Data to use:

%%

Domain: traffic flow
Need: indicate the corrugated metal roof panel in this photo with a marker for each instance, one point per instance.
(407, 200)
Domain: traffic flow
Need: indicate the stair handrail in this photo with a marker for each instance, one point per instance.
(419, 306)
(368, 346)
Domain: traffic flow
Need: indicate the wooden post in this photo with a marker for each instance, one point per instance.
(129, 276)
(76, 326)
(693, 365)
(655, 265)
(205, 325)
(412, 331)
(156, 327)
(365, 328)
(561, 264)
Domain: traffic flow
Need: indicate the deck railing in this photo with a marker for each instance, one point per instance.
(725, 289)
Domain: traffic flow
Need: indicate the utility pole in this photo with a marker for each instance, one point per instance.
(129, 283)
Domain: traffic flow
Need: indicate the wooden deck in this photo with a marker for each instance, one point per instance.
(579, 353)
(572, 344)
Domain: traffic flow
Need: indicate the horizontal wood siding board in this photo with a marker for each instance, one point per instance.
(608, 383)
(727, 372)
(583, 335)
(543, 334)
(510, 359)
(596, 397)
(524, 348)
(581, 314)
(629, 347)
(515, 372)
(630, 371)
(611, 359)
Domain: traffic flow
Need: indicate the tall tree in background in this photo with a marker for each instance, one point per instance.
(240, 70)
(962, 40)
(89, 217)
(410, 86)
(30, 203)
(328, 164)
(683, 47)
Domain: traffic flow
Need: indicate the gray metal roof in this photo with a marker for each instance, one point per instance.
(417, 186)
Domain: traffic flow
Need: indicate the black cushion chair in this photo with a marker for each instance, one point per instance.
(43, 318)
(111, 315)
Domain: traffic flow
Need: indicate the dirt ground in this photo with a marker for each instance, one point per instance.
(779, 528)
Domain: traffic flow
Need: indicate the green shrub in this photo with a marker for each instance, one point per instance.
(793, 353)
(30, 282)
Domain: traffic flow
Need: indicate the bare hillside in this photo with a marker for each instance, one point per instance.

%%

Required work: All of the data above must be retyped exactly.

Answer to this task:
Domain: traffic flow
Need: indicate the corrugated metal roof panel in this photo with a marker for each instance, one point per instance.
(407, 200)
Domain: traffic flow
Need: indicate the stair handrail in this photo with a marker for each instance, one point per instance.
(419, 306)
(368, 346)
Domain: traffic flow
Need: indicate the wooden post in this photo with a marker for each instance, one point per instance.
(129, 276)
(76, 326)
(693, 365)
(655, 265)
(205, 325)
(412, 331)
(156, 327)
(365, 328)
(561, 264)
Domain: traffic flow
Need: indicate the deck railing in this photo with a marker for each instance, one point per instance.
(725, 289)
Domain: traffic flow
Need: indicate the utility pole in this photo with a marker for each instance, one point per instance.
(129, 283)
Domain: traffic flow
Need: indicate the wooden deck in this photo with a marker for each instance, one point per instance.
(579, 353)
(572, 344)
Domain: traffic flow
Need: indicate the horizontal wood siding board in this photo with a marker for each instance, one point per instance.
(608, 383)
(727, 372)
(583, 335)
(543, 334)
(510, 359)
(596, 397)
(524, 348)
(581, 314)
(629, 347)
(515, 372)
(630, 371)
(611, 359)
Domain: traffic flow
Need: indicate the tall tree in background in this photo with a marker for each instance, one point per instance.
(240, 70)
(962, 40)
(89, 217)
(410, 86)
(30, 203)
(328, 164)
(683, 47)
Domain: traffic flow
Need: indicate the gray metal roof in this photo with a marker for each instance, one point per instance.
(417, 186)
Domain: traffic flow
Need: indicate the black cushion chair in this photo with a marker for each instance, one point per instance.
(43, 318)
(111, 315)
Domain: traffic flow
Need: indicate the dirt ground in this photo with a marker for each instance, one point per instance.
(779, 528)
Domain: traffic flow
Need: indicate the green shrub in this photo with a marker for each instance, one point per instance.
(793, 353)
(30, 282)
Domain: traffic flow
Need: indicate the bare hillside in this photo with a marker for each instance, one point per instance.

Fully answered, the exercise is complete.